##### TASK MATERIAL #####

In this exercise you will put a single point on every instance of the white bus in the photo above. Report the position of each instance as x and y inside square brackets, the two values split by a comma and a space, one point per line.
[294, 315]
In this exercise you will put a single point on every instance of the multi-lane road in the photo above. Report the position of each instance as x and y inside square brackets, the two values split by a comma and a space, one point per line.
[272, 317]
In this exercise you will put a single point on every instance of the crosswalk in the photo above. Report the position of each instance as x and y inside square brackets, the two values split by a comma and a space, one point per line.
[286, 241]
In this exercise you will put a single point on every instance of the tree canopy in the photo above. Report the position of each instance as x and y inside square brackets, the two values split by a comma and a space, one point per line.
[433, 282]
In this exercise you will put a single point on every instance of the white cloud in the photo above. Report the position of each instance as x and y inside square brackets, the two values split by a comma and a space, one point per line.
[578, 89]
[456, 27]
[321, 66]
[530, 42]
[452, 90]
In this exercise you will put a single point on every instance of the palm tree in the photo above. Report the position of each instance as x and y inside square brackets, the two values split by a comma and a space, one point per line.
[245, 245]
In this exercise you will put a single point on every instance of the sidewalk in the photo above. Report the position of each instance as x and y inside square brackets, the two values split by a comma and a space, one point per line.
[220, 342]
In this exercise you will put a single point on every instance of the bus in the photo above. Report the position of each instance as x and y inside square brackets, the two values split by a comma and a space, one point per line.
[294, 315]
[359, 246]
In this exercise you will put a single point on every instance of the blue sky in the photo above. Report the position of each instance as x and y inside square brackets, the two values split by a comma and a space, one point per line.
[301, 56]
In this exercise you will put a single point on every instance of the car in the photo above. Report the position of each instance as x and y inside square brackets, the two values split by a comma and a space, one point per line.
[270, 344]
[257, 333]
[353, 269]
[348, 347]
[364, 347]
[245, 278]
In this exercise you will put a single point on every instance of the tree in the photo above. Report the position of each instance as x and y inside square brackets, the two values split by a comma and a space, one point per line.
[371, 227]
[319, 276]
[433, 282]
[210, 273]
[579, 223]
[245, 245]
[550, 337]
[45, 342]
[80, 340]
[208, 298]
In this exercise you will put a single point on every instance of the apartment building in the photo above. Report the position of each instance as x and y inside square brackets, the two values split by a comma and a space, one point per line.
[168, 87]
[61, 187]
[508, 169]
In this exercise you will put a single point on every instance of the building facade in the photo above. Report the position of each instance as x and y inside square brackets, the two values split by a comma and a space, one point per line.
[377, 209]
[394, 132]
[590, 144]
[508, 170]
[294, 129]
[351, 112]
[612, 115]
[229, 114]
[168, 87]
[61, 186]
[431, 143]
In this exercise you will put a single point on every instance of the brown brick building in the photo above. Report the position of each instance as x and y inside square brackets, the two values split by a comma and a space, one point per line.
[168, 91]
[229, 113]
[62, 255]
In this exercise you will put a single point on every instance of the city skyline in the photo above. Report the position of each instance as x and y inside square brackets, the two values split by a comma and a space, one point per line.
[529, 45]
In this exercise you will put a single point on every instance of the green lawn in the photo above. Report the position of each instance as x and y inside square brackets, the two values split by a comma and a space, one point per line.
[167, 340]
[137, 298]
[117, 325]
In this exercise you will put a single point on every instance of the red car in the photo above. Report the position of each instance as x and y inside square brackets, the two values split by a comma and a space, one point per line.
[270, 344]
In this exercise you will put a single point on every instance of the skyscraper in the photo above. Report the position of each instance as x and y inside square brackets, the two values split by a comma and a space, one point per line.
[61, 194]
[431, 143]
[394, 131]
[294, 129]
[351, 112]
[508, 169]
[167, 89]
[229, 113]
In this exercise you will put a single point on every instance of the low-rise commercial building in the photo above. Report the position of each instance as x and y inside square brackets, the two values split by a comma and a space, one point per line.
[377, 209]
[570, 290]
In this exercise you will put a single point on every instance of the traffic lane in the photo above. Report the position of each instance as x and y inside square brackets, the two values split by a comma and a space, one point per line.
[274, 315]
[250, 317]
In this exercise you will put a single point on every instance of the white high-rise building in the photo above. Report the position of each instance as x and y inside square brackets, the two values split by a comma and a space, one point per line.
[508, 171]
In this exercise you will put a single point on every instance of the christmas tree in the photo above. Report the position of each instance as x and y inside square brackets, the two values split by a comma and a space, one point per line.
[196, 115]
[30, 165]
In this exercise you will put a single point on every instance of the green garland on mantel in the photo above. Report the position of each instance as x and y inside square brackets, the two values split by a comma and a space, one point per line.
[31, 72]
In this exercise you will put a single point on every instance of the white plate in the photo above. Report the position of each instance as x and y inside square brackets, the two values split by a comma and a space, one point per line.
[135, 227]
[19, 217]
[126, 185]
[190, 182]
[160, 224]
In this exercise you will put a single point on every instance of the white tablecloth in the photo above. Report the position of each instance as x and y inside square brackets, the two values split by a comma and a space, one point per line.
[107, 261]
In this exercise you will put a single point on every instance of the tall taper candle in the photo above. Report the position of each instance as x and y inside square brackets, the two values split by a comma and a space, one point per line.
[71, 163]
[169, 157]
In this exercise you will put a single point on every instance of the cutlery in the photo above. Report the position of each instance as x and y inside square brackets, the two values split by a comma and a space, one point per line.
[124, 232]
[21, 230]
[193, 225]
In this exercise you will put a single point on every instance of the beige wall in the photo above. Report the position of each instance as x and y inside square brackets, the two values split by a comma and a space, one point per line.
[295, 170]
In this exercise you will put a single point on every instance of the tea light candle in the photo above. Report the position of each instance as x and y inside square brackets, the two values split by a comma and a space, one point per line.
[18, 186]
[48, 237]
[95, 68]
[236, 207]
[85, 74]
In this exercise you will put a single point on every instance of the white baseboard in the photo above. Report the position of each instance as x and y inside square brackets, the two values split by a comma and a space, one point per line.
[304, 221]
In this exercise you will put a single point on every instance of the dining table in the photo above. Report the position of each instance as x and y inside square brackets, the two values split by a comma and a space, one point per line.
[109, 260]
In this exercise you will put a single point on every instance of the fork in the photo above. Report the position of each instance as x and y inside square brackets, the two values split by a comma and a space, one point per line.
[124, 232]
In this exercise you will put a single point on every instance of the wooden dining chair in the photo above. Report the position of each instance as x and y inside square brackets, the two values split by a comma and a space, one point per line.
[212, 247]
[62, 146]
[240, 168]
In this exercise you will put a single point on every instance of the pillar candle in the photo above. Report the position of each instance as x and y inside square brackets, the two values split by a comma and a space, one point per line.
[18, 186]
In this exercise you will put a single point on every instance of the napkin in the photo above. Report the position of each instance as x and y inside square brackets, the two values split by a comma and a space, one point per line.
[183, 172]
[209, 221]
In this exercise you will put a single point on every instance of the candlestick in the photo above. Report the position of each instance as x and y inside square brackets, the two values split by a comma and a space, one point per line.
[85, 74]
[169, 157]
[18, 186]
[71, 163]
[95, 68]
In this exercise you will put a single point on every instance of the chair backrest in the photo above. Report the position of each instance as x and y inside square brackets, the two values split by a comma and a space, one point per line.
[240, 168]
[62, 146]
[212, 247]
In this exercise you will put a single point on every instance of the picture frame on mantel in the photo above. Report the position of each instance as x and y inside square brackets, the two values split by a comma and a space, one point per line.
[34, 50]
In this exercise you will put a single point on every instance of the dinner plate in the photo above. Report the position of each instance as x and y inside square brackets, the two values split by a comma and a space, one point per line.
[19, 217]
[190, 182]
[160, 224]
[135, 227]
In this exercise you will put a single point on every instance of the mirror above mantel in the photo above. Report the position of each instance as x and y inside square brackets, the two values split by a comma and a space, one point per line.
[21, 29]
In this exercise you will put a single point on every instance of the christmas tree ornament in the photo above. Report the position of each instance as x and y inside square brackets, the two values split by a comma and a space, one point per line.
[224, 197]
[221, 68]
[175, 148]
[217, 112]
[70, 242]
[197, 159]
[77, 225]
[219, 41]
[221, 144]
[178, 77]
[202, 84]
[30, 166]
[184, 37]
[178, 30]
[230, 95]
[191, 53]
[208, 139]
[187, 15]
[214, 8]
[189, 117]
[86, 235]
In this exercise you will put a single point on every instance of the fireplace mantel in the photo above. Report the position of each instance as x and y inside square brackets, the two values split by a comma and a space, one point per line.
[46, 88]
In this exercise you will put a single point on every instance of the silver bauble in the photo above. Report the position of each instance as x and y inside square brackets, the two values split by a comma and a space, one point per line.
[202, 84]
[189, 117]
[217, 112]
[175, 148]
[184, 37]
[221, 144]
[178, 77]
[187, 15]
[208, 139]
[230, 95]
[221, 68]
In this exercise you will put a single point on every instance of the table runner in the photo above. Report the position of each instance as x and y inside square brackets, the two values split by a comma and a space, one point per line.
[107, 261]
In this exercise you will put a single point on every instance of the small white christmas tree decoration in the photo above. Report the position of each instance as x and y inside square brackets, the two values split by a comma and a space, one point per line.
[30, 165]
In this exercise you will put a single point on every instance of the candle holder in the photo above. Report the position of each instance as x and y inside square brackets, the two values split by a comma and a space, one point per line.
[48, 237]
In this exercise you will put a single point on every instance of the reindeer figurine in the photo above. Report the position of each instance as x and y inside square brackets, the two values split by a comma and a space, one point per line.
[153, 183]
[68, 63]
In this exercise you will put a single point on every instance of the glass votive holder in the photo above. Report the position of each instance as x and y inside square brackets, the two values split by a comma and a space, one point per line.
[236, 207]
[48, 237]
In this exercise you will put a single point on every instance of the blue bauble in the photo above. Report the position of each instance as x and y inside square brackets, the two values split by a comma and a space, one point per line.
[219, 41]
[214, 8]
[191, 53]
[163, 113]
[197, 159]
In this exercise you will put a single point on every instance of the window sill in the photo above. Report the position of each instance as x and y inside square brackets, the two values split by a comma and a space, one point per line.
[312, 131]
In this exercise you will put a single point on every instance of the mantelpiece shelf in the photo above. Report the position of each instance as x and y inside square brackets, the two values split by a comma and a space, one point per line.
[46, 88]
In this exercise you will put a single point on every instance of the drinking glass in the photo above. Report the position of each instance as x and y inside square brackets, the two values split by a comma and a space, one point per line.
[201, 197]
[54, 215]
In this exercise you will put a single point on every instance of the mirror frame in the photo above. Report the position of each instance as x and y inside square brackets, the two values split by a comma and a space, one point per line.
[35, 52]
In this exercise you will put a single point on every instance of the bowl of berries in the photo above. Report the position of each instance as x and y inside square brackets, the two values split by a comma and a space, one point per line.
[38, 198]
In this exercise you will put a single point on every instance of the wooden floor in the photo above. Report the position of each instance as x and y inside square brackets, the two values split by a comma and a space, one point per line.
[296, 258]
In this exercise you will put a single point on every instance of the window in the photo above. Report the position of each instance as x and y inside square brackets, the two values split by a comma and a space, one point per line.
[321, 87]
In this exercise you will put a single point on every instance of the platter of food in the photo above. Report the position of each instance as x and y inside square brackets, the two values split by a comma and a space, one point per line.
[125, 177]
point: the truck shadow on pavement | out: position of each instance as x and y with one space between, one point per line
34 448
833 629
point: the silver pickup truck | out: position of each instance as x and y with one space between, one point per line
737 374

#####

REQUIRED WORK:
Repeat the lines from the one containing "of the drinking" through the end of the listing, exactly and without any other lines; both ends are included.

COMPLETE ANSWER:
In this exercise you will put a single point on every instance of the drinking glass in the photo above. Report the position of each instance as x and y inside square brackets, the two values split by a comma and a space, one point per line.
[201, 197]
[54, 215]
In this exercise you will put a single point on every instance of the mirror frame in the photo above. Report the position of each instance as x and y inside square brackets, the two values split by a comma and a space, one point per line.
[35, 52]
In this exercise you will put a single point on every instance of the bowl of berries in the photo above. Report the position of each instance as x and y inside square brackets, the two values split by a comma and a space, one point per line.
[38, 198]
In this exercise you will put a single point on every instance of the wooden floor in the photo above. Report the position of each instance as x and y inside square brackets, the two values split by a comma and a space, one point per line.
[296, 258]
In this exercise you will put a single point on every instance of the window in the photo above. Report the position of each instance as x and y inside square brackets, the two values split by a comma and a space, one point per line.
[321, 87]
In this exercise you will put a single point on every instance of the platter of food in the photo above. Report the position of each instance as x and y inside square brackets, the two values split by a comma and a space, one point per line.
[125, 177]
point: the truck shadow on pavement | out: position of each instance as x and y with one space between, one point per line
34 448
833 629
point: the silver pickup truck | out: position of each instance as x and y with one space between, one point per line
737 374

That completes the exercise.